Rows from a pointing dataset:
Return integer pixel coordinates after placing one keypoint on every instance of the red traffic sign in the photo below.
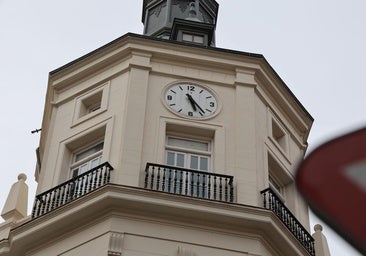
(332, 179)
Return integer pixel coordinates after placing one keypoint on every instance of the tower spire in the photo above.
(181, 20)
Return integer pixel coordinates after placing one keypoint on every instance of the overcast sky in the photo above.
(317, 47)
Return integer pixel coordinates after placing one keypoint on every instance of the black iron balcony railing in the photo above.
(188, 182)
(72, 189)
(272, 202)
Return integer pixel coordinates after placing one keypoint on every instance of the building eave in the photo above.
(117, 41)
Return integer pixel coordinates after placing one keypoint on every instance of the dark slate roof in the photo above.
(223, 50)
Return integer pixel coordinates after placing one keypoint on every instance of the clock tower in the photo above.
(163, 144)
(181, 20)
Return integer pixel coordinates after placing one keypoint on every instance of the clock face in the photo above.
(190, 100)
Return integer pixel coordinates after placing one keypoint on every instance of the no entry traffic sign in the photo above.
(333, 181)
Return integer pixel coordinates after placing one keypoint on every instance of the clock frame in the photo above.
(191, 100)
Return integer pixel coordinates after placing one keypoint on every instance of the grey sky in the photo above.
(317, 48)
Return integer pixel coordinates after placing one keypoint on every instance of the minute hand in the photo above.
(191, 100)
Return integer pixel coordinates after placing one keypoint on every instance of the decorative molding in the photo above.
(115, 244)
(182, 5)
(185, 252)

▶ GIVEN EXERCISE:
Convert each line of the items above into a JSON array of strings, one string per line, dropping blank lines and omitting the picture.

▶ SOLUTION FOR THIS PROBLEM:
[
  "Return integer pixel coordinates after placing one keypoint on every instance of the red traffic sign in the photo below.",
  "(332, 179)",
  "Return integer pixel coordinates after placing one keypoint on every instance of the tower spire in the photo above.",
  "(181, 20)",
  "Return integer pixel coordinates after placing one keypoint on every instance of the overcast sky in the photo above.",
  "(317, 47)",
  "Return integer pixel coordinates after placing one keypoint on every instance of the black iron balcony railing in the photo above.",
  "(188, 182)",
  "(72, 189)",
  "(272, 202)",
  "Return integer pixel coordinates after placing one keypoint on every instance of the building eave in the photo above.",
  "(117, 41)",
  "Return integer pixel coordinates after placing one keypoint on every instance of the dark slate roof in the photo above.",
  "(223, 50)",
  "Return integer pixel coordinates after placing one keypoint on every instance of the clock tower in the photo above.",
  "(163, 144)",
  "(181, 20)",
  "Return integer pixel coordinates after placing one keypoint on every instance of the clock face in the photo above.",
  "(190, 100)",
  "Return integer pixel coordinates after placing one keypoint on every instance of the no entry traffic sign in the photo above.",
  "(333, 181)",
  "Return integer pixel coordinates after placing one keypoint on every instance of the clock frame in the photo above.",
  "(191, 100)",
  "Return integer pixel coordinates after placing one keypoint on every instance of the grey sky in the photo above.",
  "(317, 48)",
  "Return integer pixel coordinates after placing one keypoint on every instance of the minute hand in the photo above.",
  "(191, 100)",
  "Return integer pixel coordinates after placing one keypoint on every instance of the decorative molding in the photo above.",
  "(115, 244)",
  "(182, 5)",
  "(185, 252)"
]